#### DATASET RECORDS

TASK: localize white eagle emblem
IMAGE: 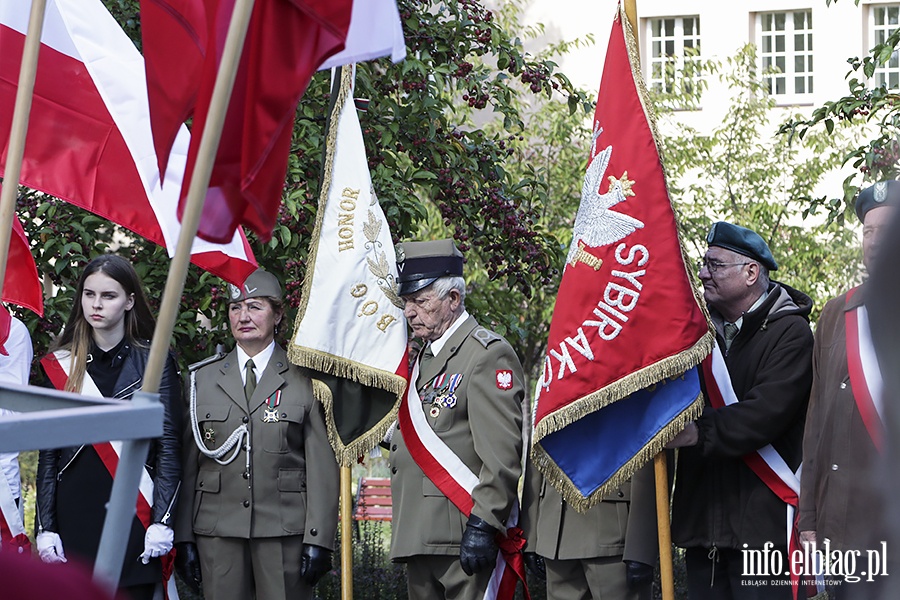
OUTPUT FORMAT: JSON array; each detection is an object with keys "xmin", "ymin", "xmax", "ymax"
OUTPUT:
[
  {"xmin": 497, "ymin": 369, "xmax": 512, "ymax": 390},
  {"xmin": 566, "ymin": 127, "xmax": 644, "ymax": 269}
]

########

Render every line of the listing above as a numbered list, skipping any blank lines and leaving the picture out of the result.

> RESULT FOR THIS EXERCISE:
1. TASK: localize white eagle emblem
2. IMAGE: 
3. OUTPUT FORMAT: JSON array; each detection is an object with keys "xmin", "ymin", "xmax", "ymax"
4. OUTPUT:
5. [
6.   {"xmin": 497, "ymin": 369, "xmax": 512, "ymax": 390},
7.   {"xmin": 566, "ymin": 127, "xmax": 644, "ymax": 269}
8. ]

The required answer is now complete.